- _What you are asked to do_
Below are the entries; tally the lines holding the string "noun" and give only that figure.

- _Working data_
*** Begin section ***

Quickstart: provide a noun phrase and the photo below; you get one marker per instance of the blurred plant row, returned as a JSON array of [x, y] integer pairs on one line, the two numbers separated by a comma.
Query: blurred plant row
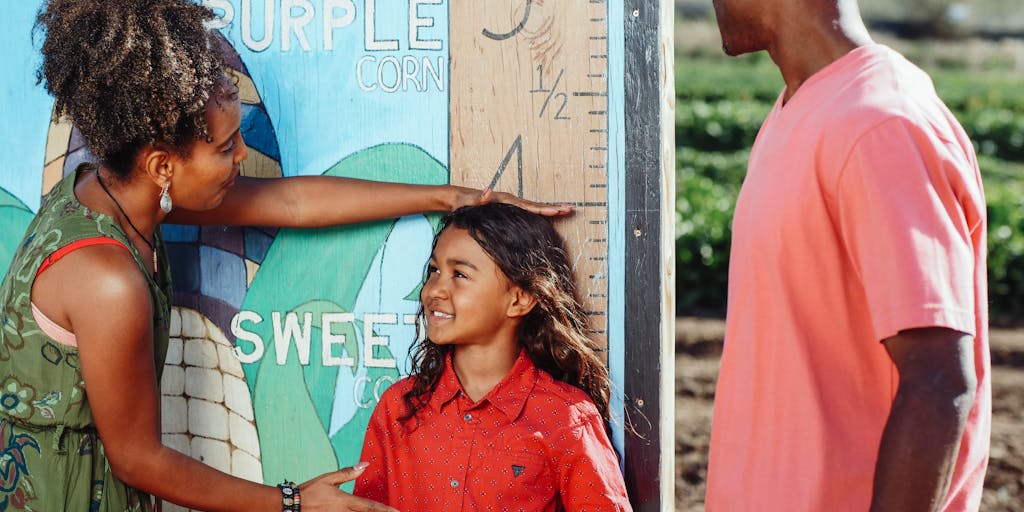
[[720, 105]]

*** End section ***
*** Begin section ***

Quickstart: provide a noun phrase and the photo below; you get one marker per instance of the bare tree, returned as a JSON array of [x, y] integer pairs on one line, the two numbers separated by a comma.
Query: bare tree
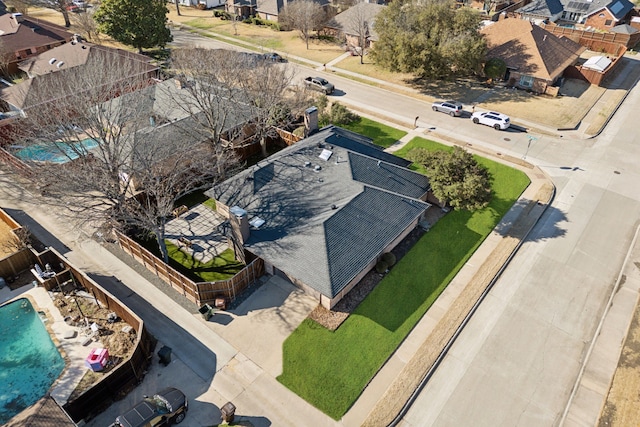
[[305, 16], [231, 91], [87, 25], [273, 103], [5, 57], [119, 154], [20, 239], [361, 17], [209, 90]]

*** End section ***

- _Written reply_
2